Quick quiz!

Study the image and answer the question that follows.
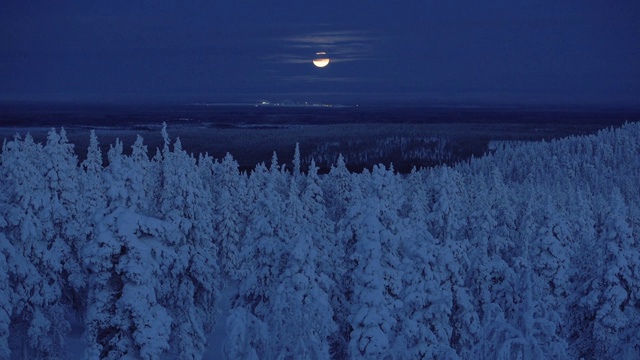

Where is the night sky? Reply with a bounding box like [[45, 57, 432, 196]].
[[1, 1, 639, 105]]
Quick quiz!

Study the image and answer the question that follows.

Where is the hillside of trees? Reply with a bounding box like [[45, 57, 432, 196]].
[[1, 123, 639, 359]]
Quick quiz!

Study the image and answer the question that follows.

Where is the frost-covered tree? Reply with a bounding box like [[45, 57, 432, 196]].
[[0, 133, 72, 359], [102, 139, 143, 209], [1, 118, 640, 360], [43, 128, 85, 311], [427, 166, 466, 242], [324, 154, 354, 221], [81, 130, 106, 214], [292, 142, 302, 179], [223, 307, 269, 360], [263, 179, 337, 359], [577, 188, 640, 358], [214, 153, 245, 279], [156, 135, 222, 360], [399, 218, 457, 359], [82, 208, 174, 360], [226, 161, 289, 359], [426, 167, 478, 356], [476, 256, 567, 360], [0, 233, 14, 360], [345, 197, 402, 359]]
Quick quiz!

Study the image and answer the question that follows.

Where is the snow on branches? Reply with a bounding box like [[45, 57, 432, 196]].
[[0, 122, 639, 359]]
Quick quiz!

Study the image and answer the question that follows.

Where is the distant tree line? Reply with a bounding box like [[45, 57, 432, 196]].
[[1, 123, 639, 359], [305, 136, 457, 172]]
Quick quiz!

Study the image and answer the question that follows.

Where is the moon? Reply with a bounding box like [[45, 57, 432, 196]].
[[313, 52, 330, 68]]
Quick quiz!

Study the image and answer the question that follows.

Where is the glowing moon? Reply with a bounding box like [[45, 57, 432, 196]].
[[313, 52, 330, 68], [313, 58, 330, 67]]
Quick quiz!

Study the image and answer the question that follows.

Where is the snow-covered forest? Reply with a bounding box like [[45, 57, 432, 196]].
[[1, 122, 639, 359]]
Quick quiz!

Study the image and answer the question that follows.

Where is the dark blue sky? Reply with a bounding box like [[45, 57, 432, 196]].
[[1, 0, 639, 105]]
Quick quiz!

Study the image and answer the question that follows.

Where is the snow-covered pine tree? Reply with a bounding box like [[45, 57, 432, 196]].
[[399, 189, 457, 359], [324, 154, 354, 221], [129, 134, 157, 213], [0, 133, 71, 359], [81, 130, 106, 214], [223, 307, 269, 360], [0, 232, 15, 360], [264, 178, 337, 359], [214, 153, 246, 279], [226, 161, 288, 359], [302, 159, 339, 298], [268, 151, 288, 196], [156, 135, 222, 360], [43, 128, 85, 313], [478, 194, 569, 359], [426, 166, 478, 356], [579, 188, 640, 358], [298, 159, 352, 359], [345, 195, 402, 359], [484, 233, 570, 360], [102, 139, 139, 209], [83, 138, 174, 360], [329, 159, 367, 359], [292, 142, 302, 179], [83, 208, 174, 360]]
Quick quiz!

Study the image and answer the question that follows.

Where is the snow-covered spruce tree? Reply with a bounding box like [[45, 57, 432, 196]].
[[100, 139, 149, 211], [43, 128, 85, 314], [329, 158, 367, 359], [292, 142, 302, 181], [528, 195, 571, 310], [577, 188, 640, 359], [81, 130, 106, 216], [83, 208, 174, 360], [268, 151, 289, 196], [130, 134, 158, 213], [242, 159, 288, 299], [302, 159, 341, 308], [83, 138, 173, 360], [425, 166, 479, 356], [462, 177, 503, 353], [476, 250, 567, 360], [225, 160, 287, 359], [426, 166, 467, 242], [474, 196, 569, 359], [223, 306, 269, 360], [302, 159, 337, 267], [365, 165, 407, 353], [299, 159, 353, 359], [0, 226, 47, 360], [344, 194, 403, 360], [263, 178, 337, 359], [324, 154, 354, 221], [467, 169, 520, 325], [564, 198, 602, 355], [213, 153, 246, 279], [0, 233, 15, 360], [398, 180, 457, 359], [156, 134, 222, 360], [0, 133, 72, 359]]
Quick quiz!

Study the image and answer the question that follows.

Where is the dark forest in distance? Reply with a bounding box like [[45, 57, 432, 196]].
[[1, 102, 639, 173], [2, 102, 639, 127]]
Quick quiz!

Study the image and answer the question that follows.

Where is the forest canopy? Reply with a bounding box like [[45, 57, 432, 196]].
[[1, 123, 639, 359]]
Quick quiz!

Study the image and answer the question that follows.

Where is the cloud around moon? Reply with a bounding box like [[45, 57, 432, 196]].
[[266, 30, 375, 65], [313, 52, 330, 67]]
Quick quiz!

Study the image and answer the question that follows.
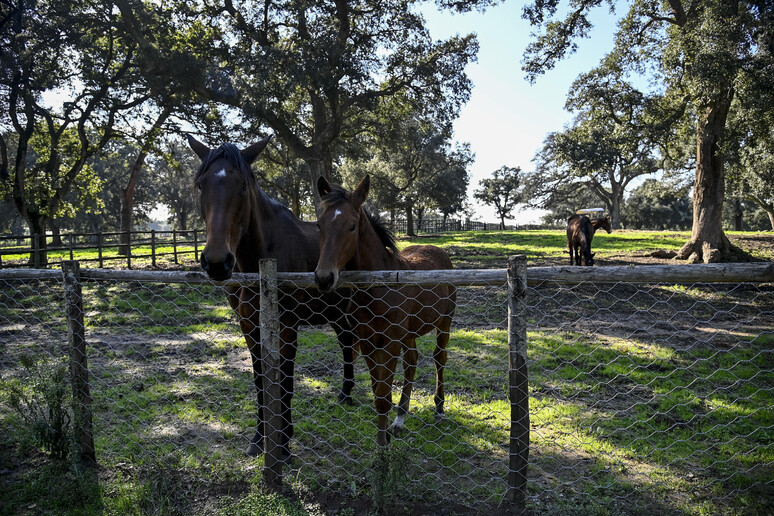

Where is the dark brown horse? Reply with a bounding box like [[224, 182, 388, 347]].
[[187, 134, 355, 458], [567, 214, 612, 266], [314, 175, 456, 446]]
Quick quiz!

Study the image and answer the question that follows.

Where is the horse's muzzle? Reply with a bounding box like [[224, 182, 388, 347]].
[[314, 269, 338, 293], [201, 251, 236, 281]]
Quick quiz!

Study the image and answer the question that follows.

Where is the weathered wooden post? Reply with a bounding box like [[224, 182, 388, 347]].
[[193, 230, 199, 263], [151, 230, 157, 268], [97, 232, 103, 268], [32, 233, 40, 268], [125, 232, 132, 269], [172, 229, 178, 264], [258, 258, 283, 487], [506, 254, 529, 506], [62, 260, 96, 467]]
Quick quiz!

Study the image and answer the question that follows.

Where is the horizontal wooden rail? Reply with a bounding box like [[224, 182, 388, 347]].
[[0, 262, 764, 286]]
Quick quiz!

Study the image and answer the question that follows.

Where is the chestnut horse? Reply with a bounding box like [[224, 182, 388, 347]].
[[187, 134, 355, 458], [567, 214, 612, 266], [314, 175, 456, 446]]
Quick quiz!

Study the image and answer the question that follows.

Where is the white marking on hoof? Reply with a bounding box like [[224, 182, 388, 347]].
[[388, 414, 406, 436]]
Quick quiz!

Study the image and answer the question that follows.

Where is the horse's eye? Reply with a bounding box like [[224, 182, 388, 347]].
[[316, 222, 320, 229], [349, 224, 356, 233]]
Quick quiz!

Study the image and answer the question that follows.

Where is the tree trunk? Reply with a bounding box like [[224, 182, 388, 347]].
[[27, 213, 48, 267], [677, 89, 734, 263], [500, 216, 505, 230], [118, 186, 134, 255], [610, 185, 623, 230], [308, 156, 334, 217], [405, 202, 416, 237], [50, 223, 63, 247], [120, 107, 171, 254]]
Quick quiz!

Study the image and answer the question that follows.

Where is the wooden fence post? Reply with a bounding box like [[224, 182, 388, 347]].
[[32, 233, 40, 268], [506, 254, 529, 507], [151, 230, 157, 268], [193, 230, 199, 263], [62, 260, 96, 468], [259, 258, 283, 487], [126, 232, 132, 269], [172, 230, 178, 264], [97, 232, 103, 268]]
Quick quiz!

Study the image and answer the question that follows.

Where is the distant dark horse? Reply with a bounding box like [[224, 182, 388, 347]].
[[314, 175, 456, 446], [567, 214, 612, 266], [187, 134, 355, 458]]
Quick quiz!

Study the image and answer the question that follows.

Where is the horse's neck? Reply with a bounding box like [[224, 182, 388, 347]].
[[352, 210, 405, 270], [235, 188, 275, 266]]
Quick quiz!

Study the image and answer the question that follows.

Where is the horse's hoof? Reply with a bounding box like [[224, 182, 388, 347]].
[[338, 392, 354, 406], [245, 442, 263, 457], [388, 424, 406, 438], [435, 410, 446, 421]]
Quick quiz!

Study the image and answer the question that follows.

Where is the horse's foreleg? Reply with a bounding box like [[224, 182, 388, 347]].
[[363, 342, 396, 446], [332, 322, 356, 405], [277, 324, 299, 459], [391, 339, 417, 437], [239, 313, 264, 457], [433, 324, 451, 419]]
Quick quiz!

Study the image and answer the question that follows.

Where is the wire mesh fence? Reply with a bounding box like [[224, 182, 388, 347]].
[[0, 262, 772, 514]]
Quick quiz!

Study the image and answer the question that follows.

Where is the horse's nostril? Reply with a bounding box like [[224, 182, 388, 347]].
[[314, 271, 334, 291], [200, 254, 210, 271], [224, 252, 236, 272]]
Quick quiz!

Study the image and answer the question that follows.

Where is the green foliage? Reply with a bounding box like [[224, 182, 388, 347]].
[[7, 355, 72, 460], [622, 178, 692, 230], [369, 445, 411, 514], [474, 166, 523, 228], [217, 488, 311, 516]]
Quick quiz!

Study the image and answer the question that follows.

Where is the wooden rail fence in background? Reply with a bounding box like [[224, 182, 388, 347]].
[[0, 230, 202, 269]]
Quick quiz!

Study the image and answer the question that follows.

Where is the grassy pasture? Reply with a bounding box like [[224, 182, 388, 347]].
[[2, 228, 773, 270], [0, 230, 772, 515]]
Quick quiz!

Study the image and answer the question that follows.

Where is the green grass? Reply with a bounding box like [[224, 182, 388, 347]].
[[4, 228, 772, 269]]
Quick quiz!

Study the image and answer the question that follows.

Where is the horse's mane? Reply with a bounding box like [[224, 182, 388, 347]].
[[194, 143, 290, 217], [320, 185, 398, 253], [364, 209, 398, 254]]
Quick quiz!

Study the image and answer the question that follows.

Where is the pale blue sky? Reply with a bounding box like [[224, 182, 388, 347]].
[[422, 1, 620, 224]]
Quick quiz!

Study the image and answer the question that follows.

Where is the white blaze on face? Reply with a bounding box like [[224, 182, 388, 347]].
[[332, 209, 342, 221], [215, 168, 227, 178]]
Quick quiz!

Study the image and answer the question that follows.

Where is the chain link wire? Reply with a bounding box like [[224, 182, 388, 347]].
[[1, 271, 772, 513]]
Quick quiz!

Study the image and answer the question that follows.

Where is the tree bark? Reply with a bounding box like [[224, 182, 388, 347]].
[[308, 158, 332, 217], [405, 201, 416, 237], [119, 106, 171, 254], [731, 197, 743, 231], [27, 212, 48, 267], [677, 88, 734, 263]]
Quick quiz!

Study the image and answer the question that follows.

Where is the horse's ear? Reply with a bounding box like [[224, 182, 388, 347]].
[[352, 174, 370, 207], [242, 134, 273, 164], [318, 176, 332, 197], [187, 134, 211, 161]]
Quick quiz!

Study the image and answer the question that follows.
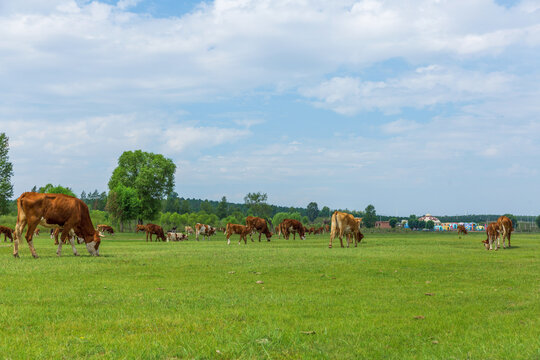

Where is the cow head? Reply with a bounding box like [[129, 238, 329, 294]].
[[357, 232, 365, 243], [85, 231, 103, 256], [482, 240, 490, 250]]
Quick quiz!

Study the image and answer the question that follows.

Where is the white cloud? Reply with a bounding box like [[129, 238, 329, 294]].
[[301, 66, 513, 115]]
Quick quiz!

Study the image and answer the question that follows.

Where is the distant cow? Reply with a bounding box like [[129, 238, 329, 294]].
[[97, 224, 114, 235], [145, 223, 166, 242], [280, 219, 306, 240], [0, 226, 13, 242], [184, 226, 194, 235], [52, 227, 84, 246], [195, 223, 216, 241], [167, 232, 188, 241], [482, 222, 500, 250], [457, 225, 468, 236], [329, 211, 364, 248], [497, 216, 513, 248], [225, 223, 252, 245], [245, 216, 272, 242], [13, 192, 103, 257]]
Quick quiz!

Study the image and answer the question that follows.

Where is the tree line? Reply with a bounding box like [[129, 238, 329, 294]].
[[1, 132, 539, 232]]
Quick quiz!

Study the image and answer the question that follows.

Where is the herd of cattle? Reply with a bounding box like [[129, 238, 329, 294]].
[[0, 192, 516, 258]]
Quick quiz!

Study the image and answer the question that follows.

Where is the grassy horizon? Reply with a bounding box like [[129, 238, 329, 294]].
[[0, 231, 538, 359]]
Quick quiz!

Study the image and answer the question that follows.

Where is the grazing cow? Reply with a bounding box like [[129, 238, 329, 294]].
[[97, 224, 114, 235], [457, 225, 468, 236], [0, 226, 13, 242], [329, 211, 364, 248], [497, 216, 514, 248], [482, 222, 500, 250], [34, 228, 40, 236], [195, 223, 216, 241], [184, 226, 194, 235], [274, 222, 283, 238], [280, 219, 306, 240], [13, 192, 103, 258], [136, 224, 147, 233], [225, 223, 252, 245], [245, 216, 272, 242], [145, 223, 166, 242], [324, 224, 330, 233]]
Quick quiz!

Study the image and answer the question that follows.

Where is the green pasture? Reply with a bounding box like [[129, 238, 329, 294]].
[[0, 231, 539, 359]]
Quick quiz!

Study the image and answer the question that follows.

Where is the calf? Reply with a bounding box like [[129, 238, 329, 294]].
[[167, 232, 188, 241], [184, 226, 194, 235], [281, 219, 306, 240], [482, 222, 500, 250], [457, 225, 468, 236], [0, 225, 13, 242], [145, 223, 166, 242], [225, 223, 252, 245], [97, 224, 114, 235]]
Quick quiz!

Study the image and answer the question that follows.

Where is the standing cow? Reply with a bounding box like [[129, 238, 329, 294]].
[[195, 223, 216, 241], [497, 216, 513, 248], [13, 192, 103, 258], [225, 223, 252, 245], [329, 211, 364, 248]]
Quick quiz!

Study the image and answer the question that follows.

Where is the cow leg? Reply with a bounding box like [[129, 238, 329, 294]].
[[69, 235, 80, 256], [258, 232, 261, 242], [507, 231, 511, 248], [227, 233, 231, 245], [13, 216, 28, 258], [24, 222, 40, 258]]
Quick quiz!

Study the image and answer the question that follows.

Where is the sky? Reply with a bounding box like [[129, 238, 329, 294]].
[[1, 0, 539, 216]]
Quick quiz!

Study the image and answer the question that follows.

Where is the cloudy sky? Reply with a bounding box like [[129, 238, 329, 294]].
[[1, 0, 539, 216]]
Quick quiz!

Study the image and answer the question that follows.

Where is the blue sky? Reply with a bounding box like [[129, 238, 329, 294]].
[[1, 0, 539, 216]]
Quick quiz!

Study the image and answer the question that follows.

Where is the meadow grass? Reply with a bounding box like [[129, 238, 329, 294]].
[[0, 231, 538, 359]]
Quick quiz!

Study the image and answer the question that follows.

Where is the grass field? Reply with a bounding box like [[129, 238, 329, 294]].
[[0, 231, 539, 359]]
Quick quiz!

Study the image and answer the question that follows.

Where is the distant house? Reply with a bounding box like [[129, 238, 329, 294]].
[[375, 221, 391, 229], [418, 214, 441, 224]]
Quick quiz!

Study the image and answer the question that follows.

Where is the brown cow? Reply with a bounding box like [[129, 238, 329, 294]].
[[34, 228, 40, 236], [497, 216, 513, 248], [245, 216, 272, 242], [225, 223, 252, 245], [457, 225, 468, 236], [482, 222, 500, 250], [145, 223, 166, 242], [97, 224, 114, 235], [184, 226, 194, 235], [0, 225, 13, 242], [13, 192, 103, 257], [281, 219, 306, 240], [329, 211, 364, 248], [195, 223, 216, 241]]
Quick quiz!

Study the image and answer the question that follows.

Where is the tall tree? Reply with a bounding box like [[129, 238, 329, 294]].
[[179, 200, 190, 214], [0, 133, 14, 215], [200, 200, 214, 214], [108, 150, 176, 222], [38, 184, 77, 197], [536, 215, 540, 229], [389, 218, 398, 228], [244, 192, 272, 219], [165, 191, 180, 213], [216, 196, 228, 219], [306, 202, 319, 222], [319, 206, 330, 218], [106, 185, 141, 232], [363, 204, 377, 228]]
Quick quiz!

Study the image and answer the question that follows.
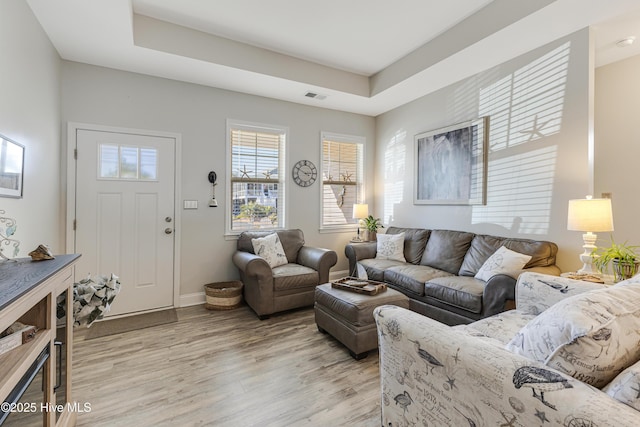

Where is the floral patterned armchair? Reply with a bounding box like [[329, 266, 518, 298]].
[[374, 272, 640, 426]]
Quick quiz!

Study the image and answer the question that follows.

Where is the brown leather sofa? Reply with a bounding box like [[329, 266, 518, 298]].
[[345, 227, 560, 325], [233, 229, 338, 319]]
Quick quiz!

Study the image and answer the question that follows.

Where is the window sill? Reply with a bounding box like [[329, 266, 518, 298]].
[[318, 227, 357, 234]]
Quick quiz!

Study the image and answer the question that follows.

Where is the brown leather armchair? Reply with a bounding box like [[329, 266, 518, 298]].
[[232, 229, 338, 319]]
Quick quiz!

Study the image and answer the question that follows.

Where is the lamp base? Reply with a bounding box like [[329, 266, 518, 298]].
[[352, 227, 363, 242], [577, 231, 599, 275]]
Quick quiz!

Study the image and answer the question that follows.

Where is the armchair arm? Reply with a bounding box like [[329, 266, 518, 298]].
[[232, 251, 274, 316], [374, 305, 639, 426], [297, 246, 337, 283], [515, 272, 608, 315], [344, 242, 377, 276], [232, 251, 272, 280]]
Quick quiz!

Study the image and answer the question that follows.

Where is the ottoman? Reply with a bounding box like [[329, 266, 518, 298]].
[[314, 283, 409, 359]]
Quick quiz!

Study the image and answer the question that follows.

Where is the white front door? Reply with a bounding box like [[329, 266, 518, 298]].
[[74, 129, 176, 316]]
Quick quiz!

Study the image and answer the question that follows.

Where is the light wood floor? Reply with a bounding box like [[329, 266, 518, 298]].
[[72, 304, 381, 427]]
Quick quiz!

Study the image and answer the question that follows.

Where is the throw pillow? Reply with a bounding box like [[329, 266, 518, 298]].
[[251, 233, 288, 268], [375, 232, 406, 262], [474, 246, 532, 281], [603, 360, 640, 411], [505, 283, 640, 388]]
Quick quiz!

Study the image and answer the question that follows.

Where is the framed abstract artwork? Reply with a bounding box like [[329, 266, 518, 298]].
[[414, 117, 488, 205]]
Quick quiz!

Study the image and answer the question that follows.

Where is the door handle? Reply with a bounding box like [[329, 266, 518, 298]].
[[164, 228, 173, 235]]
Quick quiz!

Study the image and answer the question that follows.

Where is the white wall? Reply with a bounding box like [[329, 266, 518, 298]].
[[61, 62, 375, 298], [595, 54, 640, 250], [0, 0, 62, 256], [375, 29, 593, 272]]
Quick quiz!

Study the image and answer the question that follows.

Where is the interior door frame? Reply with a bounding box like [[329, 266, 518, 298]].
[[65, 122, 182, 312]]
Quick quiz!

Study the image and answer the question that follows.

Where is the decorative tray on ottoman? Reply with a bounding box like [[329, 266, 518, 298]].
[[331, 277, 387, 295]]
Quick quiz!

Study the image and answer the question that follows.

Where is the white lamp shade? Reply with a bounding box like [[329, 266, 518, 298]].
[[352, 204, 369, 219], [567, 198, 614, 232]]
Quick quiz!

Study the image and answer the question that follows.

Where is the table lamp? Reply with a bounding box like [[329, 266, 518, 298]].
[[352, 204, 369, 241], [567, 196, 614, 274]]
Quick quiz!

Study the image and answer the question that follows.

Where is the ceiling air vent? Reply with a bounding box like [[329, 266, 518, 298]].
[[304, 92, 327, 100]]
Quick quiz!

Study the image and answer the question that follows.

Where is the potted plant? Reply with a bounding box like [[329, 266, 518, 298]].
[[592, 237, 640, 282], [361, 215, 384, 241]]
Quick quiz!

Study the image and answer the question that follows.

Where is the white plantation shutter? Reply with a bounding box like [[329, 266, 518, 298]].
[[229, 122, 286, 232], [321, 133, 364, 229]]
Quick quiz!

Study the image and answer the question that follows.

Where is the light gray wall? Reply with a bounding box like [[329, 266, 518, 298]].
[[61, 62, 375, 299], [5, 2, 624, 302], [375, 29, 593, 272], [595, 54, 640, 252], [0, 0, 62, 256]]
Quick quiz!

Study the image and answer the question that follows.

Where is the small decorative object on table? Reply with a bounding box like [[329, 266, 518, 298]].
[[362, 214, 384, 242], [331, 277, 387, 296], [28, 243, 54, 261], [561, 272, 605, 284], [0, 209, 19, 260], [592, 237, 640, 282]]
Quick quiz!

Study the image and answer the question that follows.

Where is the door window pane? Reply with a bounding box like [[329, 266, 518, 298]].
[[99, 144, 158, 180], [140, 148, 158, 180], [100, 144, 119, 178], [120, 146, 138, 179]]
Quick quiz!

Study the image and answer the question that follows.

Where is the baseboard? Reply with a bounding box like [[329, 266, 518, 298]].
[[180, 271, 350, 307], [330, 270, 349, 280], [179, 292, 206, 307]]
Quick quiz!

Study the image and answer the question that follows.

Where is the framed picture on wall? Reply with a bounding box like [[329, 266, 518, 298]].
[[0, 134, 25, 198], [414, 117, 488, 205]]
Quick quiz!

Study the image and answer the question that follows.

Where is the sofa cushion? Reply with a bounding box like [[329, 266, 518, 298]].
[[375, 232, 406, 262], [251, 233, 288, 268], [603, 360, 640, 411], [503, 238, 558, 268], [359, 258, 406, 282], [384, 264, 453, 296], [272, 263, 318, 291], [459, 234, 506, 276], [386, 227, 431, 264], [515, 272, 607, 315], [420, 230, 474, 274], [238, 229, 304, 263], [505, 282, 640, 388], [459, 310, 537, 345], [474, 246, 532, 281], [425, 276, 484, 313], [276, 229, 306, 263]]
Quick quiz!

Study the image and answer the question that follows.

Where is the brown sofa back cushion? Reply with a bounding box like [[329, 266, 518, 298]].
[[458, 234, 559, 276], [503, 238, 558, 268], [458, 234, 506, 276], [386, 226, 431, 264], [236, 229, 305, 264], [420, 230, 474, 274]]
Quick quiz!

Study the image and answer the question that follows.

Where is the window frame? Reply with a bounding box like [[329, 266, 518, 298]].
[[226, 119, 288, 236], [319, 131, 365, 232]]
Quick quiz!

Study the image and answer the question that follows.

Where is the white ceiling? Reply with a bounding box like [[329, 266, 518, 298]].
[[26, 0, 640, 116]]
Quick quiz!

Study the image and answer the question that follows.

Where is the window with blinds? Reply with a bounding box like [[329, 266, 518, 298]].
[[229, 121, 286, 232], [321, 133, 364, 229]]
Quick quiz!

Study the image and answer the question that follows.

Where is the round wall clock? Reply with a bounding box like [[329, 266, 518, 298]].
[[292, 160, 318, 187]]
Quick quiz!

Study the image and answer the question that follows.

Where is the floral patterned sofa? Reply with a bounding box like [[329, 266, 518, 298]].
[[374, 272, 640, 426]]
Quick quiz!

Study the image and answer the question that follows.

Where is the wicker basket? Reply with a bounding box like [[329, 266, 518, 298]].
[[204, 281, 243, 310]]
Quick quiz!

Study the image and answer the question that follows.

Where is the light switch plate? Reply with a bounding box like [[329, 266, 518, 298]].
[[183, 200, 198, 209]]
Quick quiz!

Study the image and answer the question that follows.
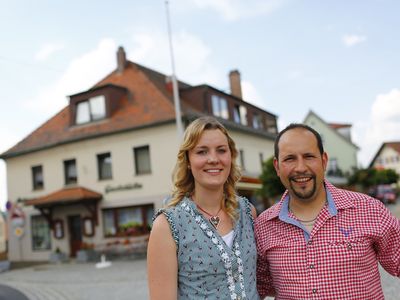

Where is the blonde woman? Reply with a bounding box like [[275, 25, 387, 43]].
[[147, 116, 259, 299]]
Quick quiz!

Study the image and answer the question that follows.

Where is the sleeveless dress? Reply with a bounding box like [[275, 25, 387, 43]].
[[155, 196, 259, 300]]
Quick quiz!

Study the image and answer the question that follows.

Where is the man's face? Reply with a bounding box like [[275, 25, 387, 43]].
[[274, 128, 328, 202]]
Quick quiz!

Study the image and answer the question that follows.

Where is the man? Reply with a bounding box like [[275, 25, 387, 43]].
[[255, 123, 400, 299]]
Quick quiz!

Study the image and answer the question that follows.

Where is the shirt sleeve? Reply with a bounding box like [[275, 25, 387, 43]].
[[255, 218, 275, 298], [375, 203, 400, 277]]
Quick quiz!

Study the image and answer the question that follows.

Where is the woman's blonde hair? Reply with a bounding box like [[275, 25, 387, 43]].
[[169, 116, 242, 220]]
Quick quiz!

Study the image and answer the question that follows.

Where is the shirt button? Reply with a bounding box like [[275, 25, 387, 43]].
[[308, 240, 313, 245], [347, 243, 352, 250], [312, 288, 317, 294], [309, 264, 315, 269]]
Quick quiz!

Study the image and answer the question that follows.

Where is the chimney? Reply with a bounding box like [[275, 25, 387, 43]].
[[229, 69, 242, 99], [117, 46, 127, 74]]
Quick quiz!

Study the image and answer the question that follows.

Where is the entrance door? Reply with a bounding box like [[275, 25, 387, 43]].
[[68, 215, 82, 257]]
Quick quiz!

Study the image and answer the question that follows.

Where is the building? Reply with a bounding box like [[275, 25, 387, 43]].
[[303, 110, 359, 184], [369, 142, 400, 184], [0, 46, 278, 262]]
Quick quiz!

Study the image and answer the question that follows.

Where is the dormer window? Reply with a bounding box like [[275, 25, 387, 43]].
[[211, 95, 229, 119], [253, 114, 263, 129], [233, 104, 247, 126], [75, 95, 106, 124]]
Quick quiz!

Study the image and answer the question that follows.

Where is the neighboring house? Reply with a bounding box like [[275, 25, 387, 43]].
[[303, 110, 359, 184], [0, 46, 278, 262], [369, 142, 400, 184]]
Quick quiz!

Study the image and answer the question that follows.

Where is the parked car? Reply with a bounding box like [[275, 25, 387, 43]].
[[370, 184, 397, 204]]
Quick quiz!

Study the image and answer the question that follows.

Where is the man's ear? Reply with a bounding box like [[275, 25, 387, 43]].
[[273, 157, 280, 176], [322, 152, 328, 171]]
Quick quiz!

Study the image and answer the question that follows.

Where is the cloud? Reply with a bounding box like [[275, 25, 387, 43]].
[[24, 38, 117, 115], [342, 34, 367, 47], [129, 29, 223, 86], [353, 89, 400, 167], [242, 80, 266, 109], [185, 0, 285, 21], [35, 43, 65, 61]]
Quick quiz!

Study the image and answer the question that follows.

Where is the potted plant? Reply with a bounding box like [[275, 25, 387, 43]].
#####
■ Problem description
Take every line from the one containing "Where is the neighboring" to the end of the listing and output it exactly, with nothing else.

■ Your solution
Where is the neighboring house? Reply with a bounding box like [[275, 25, 387, 43]].
[[303, 110, 359, 184], [0, 46, 278, 262], [369, 142, 400, 184]]
Quick quiz!

Study the image and answer the question that follows.

Where is the parked car? Reply with a bounding box like [[275, 25, 387, 43]].
[[370, 184, 397, 204]]
Quick quiz!

Study the image and answer the question that follows.

Where is the man's ear? Reply with a bounding box like [[275, 25, 387, 43]].
[[273, 157, 280, 176], [322, 152, 328, 171]]
Quick quiz!

Study the image and answer the question that follows.

Where is the cloud? Reply with a bounding box like [[275, 25, 387, 43]].
[[24, 38, 117, 115], [342, 34, 367, 47], [129, 29, 223, 86], [353, 89, 400, 167], [242, 80, 266, 109], [185, 0, 285, 21], [35, 43, 65, 61]]
Quick quiz!

Study the image and answer the question that follows.

Where is the potted plant? Reply with a bounding box like [[275, 25, 387, 43]].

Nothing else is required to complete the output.